# BLOCO DE TEXTO

Projeto desenvolvido por alunos e professores da UFC é a representação mais precisa já elaborada para equipamentos históricos do Ceará. Digitalização já permite visitas virtuais ao teatro

Acompanhando um modelo que já vem sendo aplicado em diversas partes do mundo, o Theatro José de Alencar, considerado o equipamento histórico mais importante do Ceará, tornou-se o pioneiro do Estado e do País a ter seu patrimônio cultural digitalizado em alta precisão.

Através de técnicas de última geração, o teatro passou por um levantamento tridimensional de toda a sua estrutura, gerando uma moderna documentação que poderá ser usada para futuros projetos de manutenção e restauro, além de permitir que o edifício se torne objeto de visitação virtual.

O trabalho foi realizado por uma equipe multidisciplinar de professores e alunos do Curso de Engenharia Civil e do Curso de Ciência da Computação, ambos do Campus da Universidade Federal do Ceará em Russas, além de professores e alunos do Departamento de Arquitetura e Urbanismo e Design, em Fortaleza.

Inserida no escopo do projeto Inovação e Tecnologia para o Patrimônio Cultural do Ceará, vinculado ao programa Cientista-Chefe de Cultura, do Governo do Estado, a ação contou com um investimento, em sua primeira etapa, de R$ 540 mil provenientes da Fundação Cearense de Apoio ao Desenvolvimento Científico e Tecnológico (FUNCAP).

O Theatro José de Alencar, com 3,8 mil metros quadrados de área construída, foi inaugurado em 1910. Em 1964, devido à sua grandiosidade, foi tombado pelo Instituto do Patrimônio Histórico e Artístico Nacional (IPHAN). Desde a inauguração, passou por diversas reformas, realizadas nos anos de 1918, 1938, 1956, 1974 e 1990/91.

A atualização da documentação do teatro foi realizada no projeto em três etapas principais. Inicialmente, foi feita a catalogação dos documentos históricos existentes, como fotos, representações gráficas e registros da história, do projeto e da construção do equipamento.

Modelos 3D do Theatro: a) uma nuvem de pontos 3D do scanner a laser; b) nuvem de pontos 3D da fotogrametria; c) modelo 3D BIM; e d) modelo BIM renderizado em 3D (Imagem: Reprodução)
Modelos 3D do Theatro: a) uma nuvem de pontos 3D do scanner a laser; b) nuvem de pontos 3D da fotogrametria; c) modelo 3D BIM; e d) modelo BIM renderizado em 3D (Imagem: Reprodução)
Modelos 3D do Theatro: a) uma nuvem de pontos 3D do scanner a laser; b) nuvem de pontos 3D da fotogrametria; c) modelo 3D BIM; e d) modelo BIM renderizado em 3D (Imagem: Reprodução)

# TAREFAS
a - Responda, com base no texto sobre o Theatro José de Alencar:
(i) Em que ano o teatro foi inaugurado?
(ii) Qual instituição tombou o teatro em 1964?
(iii) Qual foi o valor investido na primeira etapa da ação, e de qual fundação ele veio?
b - Transforme em lista o parágrafo do texto sobre o Theatro José de Alencar que começa com "O Theatro José de Alencar, com 3,8 mil metros quadrados", mantendo os fatos principais.
c - Reproduza fielmente o trecho do texto sobre o Theatro José de Alencar, começando em "O trabalho foi" e indo até "Design, em Fortaleza.".

Entradas de um conjunto de dados de apontamento:
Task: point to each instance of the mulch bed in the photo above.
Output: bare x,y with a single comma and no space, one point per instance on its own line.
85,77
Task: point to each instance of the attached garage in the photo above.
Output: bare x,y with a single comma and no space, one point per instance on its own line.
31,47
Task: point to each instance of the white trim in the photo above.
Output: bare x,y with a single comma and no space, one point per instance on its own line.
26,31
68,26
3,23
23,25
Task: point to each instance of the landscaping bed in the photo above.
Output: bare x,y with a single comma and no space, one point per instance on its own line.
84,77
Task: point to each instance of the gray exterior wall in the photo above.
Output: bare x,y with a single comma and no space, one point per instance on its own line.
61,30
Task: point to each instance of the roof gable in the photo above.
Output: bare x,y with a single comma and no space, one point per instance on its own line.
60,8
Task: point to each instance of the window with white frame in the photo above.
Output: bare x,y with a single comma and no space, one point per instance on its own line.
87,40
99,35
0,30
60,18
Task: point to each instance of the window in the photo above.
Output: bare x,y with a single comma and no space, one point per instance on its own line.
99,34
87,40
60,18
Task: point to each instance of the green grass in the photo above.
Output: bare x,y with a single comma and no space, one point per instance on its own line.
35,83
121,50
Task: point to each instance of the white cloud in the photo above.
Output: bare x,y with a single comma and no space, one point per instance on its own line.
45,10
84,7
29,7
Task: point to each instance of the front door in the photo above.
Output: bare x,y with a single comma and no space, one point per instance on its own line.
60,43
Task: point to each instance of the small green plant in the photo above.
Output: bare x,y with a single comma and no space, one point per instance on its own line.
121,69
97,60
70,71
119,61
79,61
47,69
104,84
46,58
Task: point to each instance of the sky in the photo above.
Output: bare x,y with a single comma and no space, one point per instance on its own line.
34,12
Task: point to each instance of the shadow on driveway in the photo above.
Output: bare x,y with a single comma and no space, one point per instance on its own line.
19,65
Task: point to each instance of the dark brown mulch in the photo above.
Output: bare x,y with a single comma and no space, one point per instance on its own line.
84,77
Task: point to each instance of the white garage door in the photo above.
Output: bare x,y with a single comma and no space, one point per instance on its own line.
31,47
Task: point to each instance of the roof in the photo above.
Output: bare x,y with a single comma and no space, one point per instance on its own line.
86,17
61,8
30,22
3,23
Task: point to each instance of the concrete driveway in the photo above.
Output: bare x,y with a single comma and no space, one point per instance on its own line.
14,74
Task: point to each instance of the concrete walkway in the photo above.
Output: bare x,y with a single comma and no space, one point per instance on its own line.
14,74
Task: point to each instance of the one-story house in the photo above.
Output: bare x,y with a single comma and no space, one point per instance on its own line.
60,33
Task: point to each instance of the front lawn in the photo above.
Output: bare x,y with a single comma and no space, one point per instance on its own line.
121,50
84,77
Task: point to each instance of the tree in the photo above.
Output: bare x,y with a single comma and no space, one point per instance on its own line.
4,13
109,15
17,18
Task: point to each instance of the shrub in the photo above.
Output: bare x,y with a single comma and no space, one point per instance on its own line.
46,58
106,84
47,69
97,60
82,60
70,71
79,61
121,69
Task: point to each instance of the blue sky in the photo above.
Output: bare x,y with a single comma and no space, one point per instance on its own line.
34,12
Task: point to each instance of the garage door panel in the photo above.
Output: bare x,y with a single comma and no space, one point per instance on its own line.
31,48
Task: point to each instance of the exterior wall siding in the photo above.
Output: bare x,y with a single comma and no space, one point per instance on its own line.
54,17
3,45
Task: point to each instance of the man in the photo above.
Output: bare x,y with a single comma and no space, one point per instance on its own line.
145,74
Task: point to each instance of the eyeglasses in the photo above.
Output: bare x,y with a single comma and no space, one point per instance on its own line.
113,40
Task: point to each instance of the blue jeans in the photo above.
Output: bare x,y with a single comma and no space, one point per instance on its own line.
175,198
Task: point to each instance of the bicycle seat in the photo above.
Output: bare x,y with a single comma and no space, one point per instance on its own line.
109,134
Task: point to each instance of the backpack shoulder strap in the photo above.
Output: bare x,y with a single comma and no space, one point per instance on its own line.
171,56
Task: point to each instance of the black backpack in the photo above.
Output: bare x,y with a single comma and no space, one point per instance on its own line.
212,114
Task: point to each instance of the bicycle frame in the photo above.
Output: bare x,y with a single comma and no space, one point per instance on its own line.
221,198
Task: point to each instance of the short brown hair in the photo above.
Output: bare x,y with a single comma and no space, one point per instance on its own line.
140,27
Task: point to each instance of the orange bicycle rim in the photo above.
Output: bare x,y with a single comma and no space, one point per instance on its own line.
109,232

# RESPOSTAS POR TAREFA
a -
(i) 1910.
(ii) O Instituto do Patrimônio Histórico e Artístico Nacional (IPHAN).
(iii) R$ 540 mil, provenientes da Fundação Cearense de Apoio ao Desenvolvimento Científico e Tecnológico (FUNCAP).

b -
- Área construída: 3,8 mil metros quadrados
- Inauguração: 1910
- Tombamento: em 1964, pelo IPHAN, devido à sua grandiosidade
- Reformas desde a inauguração: 1918, 1938, 1956, 1974 e 1990/91

c -
O trabalho foi realizado por uma equipe multidisciplinar de professores e alunos do Curso de Engenharia Civil e do Curso de Ciência da Computação, ambos do Campus da Universidade Federal do Ceará em Russas, além de professores e alunos do Departamento de Arquitetura e Urbanismo e Design, em Fortaleza.